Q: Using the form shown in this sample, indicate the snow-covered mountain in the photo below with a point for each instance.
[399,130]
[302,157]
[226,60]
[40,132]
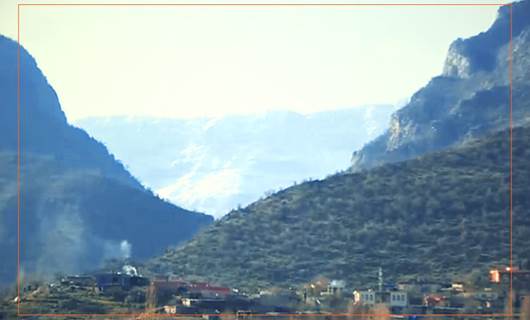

^^^^^^^^

[Your objective]
Rewrite the lines above as a JSON list of strings with one string per line. Skip any blank lines and leave the picture out.

[Solution]
[
  "Q: Using the form shown in this sample, indicate the snow-covered mountain in the photo below with a point for each instance.",
  "[399,130]",
  "[302,157]",
  "[226,60]",
  "[40,132]"
]